[[ Data for review, beginning ]]

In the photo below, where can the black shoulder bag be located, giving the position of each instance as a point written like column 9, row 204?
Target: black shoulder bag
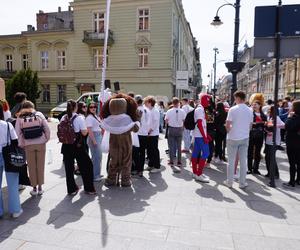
column 14, row 156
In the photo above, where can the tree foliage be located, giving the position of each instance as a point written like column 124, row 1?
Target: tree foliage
column 25, row 81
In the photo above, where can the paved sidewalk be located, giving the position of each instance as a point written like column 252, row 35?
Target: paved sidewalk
column 161, row 211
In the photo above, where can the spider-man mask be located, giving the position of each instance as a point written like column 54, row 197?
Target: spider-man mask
column 205, row 100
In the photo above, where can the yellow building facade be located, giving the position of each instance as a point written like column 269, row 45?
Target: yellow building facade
column 148, row 42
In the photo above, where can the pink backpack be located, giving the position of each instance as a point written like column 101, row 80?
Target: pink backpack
column 65, row 130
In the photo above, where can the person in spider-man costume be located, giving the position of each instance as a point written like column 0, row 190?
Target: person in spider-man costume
column 202, row 139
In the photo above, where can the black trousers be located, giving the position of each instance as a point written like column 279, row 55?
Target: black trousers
column 153, row 152
column 135, row 158
column 72, row 152
column 220, row 146
column 268, row 158
column 294, row 160
column 140, row 154
column 211, row 146
column 254, row 149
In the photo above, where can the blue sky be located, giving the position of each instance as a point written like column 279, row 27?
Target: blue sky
column 16, row 14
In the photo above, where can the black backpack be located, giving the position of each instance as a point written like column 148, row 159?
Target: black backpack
column 189, row 122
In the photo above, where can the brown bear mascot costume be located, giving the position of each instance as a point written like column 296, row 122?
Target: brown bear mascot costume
column 120, row 119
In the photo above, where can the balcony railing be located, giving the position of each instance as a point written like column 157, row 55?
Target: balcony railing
column 96, row 38
column 5, row 74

[[ Data for review, end ]]

- _About this task_:
Please give the material above again in full, with no pictures in your version.

- _Solution_:
In the photo below, where can the black shoulder bag be located, giving the position of each instance as a point written like column 9, row 204?
Target: black shoulder bag
column 14, row 156
In the photo above, where can the tree foliage be located, giving the position of each instance as a point written like column 124, row 1?
Target: tree foliage
column 25, row 81
In the photo above, where can the paved sidewalk be located, giving the position of each instance as a point written like column 252, row 35?
Target: paved sidewalk
column 161, row 211
In the photo above, where can the spider-man mask be located, giving the position of each instance as a point written like column 54, row 197?
Target: spider-man mask
column 205, row 100
In the photo above, where can the yellow building facade be located, giving the position of each instance as a point written like column 269, row 45?
Target: yellow building facade
column 148, row 42
In the photo above, where can the pink backpack be located, giving the position of each instance as a point written like column 101, row 80?
Target: pink backpack
column 65, row 130
In the photo above, where can the person in spider-man costume be located, giving the position of each instance as a point written like column 0, row 190?
Target: person in spider-man costume
column 202, row 139
In the photo above, where can the black trousers be located, giving the position of each instance as a point written like column 279, row 55?
Target: black trousers
column 153, row 152
column 135, row 158
column 72, row 152
column 220, row 146
column 268, row 158
column 294, row 160
column 140, row 154
column 211, row 146
column 254, row 149
In the photo above, where can the blue sky be located, giving the position of each instance as a point written like column 279, row 27?
Target: blue sky
column 16, row 14
In the photo above, where can the black backpack be located, giving the position of each instance as a point written like column 148, row 159?
Target: black backpack
column 189, row 122
In the photo above, where can the brown bear mascot costume be located, giving the position of each instance as a point written like column 296, row 122?
Target: brown bear mascot costume
column 120, row 119
In the photo above, where can the balcony railing be located, giving the position of each instance as a point written like column 157, row 55?
Target: balcony railing
column 96, row 38
column 5, row 74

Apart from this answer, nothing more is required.